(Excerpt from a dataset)
* * * * *
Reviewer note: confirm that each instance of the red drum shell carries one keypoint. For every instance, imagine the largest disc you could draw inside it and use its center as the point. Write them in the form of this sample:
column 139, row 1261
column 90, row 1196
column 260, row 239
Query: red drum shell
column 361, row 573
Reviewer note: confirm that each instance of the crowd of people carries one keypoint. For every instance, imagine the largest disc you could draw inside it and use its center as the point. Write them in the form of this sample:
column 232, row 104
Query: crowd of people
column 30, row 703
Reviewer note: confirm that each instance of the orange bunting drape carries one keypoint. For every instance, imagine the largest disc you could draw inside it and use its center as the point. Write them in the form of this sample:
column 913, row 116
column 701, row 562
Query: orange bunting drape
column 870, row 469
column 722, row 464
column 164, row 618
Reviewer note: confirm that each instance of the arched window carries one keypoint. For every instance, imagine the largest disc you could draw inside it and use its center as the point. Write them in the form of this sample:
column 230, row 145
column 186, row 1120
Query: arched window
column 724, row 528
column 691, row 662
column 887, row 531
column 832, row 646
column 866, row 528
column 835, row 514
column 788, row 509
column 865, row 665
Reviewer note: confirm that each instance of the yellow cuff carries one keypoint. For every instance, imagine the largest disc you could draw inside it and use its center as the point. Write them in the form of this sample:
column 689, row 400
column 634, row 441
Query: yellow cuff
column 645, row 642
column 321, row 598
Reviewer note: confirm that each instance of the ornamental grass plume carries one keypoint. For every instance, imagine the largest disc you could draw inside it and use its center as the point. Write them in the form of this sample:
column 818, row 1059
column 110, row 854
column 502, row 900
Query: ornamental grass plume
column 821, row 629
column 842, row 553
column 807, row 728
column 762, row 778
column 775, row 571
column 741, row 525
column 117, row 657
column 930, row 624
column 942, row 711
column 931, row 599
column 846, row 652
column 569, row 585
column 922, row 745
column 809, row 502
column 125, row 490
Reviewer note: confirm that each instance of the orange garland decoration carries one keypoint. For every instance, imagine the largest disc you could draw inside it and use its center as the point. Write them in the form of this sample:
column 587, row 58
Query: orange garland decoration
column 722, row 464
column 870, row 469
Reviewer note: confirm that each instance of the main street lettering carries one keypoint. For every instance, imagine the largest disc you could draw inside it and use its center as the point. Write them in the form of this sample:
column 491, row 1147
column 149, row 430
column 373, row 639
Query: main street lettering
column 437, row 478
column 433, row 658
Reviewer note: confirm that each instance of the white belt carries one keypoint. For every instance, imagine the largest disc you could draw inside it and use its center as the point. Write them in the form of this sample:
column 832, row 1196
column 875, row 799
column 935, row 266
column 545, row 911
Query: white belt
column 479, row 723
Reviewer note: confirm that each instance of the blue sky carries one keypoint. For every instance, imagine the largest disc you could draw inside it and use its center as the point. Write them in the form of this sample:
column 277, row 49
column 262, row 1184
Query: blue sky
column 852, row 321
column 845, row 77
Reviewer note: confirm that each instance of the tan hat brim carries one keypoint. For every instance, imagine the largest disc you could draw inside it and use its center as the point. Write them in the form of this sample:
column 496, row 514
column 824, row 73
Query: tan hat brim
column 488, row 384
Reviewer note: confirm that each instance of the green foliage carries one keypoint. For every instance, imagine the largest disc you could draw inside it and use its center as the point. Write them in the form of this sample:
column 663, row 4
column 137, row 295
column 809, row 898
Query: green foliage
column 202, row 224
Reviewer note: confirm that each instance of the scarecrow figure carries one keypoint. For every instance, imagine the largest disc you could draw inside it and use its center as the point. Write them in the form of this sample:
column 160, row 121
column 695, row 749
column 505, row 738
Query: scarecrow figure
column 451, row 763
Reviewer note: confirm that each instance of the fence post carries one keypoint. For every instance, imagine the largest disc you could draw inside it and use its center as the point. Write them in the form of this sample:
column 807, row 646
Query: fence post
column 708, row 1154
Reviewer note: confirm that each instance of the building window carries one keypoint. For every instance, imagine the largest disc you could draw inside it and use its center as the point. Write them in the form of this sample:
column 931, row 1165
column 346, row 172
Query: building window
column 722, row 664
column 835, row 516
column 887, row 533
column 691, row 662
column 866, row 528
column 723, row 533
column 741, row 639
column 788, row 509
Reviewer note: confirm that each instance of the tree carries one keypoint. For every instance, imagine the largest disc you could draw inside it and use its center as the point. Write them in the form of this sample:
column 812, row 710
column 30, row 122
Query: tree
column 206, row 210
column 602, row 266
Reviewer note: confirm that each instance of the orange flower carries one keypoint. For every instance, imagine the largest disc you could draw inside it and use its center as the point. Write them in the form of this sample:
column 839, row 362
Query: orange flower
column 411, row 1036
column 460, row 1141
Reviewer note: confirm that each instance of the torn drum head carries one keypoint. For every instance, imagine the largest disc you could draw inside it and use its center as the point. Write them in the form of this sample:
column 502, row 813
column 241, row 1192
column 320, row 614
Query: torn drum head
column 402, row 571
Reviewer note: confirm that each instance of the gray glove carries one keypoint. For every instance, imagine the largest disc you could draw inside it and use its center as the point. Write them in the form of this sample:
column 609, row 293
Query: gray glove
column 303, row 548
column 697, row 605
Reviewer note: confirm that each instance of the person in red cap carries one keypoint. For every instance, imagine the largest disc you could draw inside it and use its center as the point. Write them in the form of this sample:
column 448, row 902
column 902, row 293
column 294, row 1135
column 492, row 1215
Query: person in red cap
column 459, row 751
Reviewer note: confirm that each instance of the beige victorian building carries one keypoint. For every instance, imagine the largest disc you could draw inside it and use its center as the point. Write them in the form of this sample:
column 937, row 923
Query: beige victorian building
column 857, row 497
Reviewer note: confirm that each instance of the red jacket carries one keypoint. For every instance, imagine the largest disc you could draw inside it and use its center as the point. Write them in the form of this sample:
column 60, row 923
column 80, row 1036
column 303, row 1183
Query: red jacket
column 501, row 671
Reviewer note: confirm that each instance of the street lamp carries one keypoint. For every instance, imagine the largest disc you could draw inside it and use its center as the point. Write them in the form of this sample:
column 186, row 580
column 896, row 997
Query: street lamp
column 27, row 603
* * * * *
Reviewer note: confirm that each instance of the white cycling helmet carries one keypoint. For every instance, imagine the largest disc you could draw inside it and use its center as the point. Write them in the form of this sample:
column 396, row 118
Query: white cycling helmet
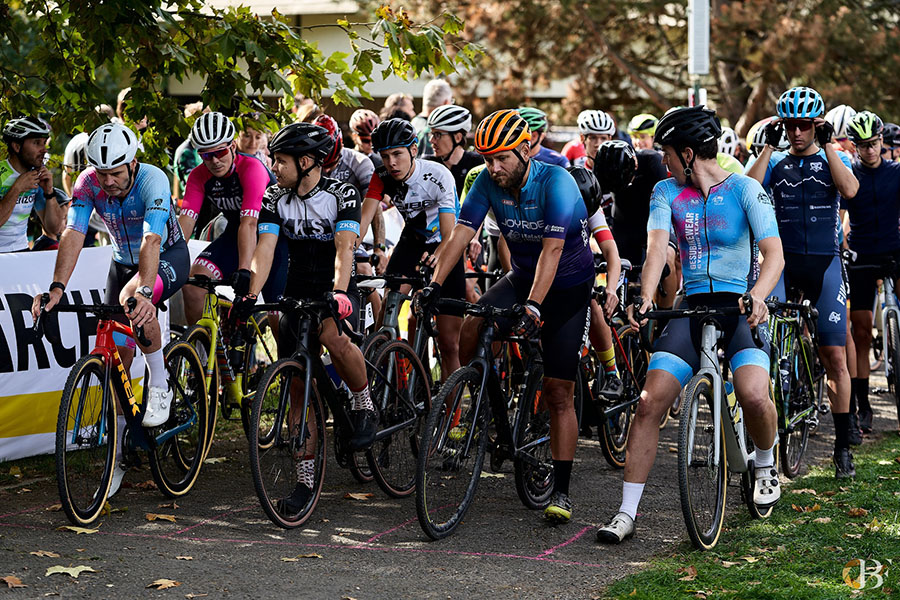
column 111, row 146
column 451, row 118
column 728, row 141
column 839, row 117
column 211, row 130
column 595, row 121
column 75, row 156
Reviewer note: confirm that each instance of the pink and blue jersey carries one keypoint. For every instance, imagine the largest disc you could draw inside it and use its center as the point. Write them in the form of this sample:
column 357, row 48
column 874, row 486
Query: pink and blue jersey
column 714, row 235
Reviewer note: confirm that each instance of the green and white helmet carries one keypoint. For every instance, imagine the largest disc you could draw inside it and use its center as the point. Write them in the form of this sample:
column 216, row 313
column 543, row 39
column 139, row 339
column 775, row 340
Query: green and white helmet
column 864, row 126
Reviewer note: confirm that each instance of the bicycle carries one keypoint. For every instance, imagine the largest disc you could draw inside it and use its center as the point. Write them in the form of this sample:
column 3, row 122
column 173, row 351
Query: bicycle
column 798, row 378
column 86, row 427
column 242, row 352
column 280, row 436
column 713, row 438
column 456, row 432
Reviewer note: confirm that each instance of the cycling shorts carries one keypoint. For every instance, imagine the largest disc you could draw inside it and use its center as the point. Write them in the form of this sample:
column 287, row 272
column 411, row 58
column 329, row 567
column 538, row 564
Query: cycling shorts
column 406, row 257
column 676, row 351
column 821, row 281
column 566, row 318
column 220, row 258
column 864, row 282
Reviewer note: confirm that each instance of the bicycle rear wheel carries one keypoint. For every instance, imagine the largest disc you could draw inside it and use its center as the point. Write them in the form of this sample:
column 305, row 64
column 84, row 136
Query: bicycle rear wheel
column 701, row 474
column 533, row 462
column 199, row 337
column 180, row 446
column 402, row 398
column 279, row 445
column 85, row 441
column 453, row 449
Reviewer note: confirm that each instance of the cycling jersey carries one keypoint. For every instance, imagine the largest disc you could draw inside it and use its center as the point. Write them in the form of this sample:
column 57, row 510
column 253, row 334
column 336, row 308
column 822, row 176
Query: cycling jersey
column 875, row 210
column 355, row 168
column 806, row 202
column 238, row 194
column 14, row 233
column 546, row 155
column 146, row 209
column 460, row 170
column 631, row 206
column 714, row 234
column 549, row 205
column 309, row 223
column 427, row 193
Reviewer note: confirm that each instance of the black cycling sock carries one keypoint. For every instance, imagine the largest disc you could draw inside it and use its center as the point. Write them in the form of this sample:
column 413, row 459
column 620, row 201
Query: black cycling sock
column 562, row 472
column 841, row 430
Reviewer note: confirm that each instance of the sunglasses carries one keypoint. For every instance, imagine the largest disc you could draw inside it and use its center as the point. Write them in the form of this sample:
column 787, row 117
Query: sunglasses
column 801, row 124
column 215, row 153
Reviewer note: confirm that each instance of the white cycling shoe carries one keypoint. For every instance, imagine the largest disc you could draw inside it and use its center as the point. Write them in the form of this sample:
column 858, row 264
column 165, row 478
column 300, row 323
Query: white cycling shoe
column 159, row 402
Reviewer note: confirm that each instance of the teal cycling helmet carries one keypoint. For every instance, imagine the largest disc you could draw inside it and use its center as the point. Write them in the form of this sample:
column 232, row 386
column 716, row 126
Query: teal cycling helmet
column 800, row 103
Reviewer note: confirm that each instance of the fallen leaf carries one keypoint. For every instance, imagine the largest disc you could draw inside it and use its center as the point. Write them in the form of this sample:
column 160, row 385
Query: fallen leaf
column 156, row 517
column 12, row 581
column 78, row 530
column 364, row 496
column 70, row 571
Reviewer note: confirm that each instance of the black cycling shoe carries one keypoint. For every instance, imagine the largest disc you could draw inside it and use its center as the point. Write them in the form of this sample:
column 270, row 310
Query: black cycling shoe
* * * * *
The exercise: Print the lines above from the line with "Reviewer note: confirm that each instance of the red drum" up to and including the line with "column 164, row 618", keeping each one word for word.

Task answer:
Reviewer note: confirm that each instance of the red drum shell carries one keypoint. For every instance, imagine the largest disc you could draw inside it and use its center as the point. Write them in the form of this sample:
column 139, row 1261
column 90, row 1196
column 260, row 239
Query: red drum shell
column 361, row 573
Reviewer note: confirm that each instance of the crowd of people carries one keypoint. For every instance, imagine the largest disc you could draw inside it and use its center as the point. Write them in the form of this sample:
column 232, row 104
Query: crowd of people
column 30, row 703
Reviewer note: confirm that each instance of the orange bunting drape carries one keypoint. For every instance, imagine the largest disc you could draw inside it and use its center as the point. Write them in the form of this sample:
column 913, row 116
column 701, row 562
Query: orange bunting drape
column 870, row 469
column 722, row 464
column 164, row 618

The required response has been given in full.